INSTRUCTIONS FOR THE TASK :: Rewrite the data, starting at its first line and ending at the line that contains "(1001, 491)", with "dogwood branch with leaves" changed to "flowering branch" and everything else kept the same. Leave out the pictures.

GIVEN RECORDS ::
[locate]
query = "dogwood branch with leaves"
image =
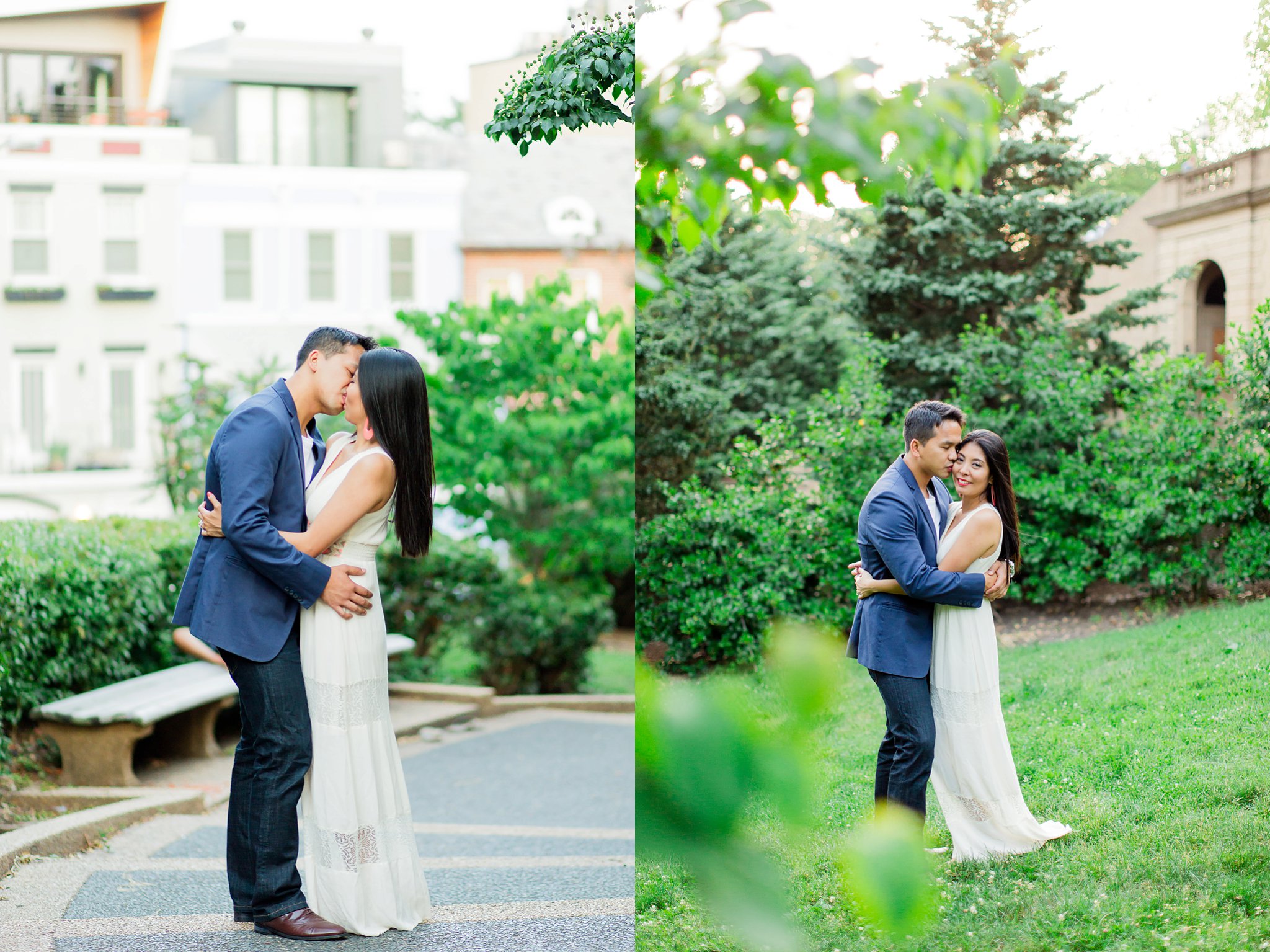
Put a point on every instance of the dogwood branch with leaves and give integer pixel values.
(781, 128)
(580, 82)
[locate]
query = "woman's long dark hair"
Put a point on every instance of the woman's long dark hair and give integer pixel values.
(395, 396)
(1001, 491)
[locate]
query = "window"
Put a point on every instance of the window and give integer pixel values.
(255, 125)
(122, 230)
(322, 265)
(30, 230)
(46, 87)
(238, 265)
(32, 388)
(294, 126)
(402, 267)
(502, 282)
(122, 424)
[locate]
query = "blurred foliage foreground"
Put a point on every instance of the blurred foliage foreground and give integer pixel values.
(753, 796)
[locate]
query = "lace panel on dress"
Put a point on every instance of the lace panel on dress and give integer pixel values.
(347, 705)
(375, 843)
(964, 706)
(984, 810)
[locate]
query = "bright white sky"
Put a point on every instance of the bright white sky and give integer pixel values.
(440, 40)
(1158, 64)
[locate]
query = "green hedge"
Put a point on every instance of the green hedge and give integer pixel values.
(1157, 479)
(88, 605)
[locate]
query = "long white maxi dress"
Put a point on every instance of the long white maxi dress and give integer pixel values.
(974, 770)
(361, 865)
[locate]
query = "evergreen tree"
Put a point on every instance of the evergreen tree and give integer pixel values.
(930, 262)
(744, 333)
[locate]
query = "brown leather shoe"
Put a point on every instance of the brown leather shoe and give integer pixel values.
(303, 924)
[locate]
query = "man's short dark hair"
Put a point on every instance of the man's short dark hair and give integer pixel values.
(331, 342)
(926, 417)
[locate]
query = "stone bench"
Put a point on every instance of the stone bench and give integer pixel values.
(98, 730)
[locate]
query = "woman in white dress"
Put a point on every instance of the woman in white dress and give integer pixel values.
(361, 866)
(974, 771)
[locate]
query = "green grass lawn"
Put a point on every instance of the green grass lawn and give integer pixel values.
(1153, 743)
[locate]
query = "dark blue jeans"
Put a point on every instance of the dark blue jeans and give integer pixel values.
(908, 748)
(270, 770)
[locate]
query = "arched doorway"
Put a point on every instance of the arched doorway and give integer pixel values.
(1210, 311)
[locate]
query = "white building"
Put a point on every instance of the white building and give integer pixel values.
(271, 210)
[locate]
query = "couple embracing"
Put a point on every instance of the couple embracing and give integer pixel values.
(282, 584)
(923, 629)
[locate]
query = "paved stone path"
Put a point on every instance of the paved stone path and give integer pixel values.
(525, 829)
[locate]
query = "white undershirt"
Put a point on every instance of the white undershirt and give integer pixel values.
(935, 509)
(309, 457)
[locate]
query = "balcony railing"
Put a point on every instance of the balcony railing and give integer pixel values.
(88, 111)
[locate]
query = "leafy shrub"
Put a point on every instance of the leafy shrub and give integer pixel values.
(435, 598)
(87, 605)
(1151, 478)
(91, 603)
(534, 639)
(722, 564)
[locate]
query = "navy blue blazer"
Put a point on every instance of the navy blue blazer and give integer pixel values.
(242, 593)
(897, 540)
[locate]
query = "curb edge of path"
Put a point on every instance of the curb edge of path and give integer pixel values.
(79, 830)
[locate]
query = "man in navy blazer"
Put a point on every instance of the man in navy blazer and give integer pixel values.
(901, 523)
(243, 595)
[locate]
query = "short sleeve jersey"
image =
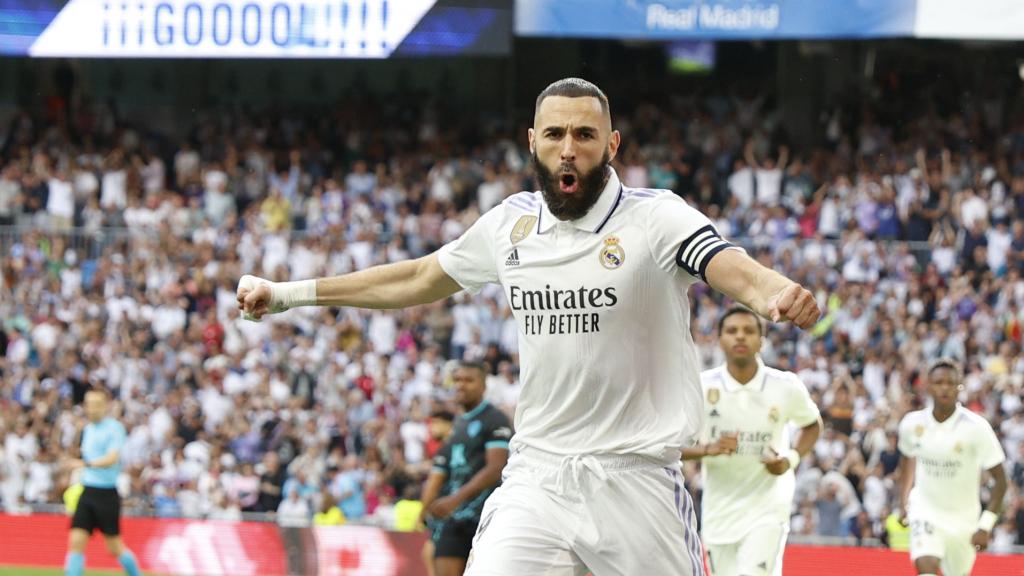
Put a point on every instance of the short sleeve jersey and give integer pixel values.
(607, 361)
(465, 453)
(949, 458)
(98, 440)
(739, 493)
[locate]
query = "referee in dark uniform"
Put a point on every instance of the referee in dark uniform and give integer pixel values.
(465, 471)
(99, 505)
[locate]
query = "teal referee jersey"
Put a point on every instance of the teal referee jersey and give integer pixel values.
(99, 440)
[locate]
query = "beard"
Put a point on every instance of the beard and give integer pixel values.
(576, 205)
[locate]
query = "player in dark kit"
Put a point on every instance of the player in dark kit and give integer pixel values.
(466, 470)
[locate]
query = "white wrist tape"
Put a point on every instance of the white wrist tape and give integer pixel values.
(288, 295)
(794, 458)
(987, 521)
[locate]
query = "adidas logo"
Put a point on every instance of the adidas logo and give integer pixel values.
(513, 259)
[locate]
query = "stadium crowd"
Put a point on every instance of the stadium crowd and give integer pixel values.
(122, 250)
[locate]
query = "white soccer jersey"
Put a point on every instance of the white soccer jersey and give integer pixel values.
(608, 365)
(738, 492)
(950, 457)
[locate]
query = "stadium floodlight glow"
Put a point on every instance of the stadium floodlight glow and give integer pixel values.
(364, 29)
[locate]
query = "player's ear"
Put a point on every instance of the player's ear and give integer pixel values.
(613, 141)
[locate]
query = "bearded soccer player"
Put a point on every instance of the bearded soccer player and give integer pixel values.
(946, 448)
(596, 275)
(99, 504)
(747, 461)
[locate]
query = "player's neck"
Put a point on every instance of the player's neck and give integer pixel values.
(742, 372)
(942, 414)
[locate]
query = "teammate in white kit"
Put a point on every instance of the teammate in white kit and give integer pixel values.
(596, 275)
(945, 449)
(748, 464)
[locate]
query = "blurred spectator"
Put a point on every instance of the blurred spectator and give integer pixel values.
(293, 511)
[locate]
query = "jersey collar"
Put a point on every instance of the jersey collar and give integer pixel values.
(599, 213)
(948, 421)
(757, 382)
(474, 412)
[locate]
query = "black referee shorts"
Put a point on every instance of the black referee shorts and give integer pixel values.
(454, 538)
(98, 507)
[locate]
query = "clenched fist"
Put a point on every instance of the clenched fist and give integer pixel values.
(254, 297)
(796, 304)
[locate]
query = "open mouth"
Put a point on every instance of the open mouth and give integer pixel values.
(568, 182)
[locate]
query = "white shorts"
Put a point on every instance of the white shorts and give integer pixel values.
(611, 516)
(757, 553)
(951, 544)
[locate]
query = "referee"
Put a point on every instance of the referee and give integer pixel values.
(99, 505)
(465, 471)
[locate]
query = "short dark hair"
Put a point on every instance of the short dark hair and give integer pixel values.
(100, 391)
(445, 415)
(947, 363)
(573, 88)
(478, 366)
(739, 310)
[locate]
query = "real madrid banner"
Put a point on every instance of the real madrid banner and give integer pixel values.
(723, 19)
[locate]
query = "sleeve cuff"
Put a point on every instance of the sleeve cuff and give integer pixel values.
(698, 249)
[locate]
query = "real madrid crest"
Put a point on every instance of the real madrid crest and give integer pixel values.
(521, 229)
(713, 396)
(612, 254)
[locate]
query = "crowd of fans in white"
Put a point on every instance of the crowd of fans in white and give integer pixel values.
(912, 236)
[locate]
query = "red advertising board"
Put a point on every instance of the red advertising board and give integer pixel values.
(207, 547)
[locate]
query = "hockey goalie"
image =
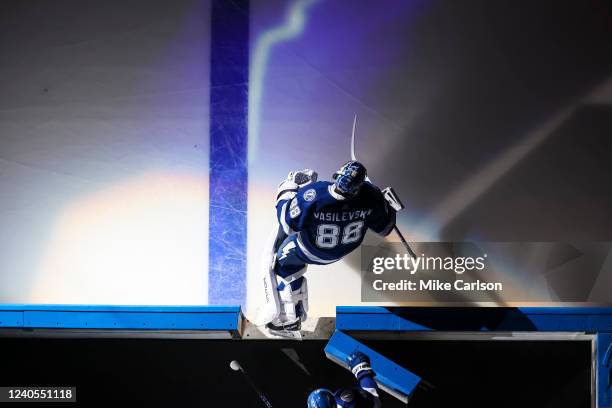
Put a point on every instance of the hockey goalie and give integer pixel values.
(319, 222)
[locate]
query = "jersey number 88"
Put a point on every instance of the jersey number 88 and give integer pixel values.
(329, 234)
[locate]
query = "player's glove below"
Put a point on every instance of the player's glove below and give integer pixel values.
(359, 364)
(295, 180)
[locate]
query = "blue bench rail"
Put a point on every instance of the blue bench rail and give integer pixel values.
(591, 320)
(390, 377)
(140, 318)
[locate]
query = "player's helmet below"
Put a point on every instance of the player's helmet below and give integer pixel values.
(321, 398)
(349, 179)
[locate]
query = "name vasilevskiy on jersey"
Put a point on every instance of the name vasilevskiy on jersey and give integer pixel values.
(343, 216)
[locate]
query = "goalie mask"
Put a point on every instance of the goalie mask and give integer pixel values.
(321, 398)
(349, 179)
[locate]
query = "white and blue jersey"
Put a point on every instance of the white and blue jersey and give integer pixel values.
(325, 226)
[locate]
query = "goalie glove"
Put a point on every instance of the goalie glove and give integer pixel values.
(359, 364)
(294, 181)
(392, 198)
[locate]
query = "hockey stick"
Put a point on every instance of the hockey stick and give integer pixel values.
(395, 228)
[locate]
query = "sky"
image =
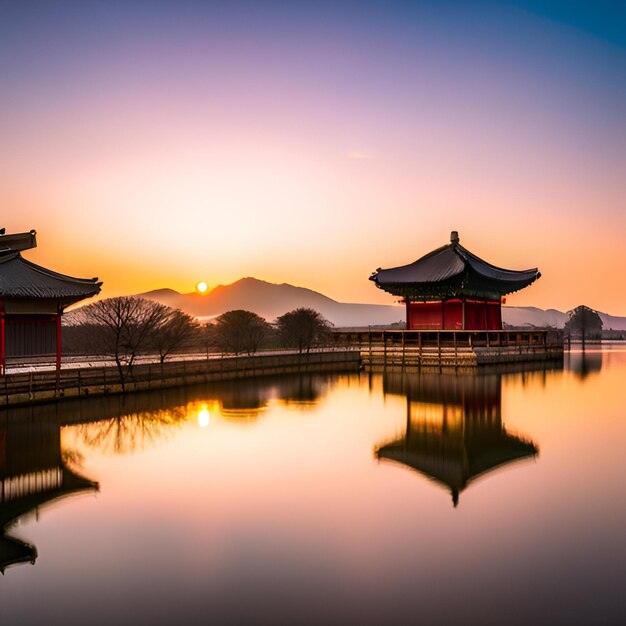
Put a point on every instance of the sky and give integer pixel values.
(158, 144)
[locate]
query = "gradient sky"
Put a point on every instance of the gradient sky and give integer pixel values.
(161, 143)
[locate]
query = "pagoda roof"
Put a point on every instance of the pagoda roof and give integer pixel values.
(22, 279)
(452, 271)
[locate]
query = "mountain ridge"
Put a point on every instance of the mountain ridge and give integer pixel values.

SOLUTION FOR THIS EXERCISE ::
[locate]
query = "flowering branch"
image =
Put a point on every instance of the flowering branch and give integer pixel values.
(781, 128)
(580, 82)
[locate]
query = "woman's long dark hair"
Put a point on every instance of the woman's long dark hair and give integer pixel values.
(395, 396)
(1001, 491)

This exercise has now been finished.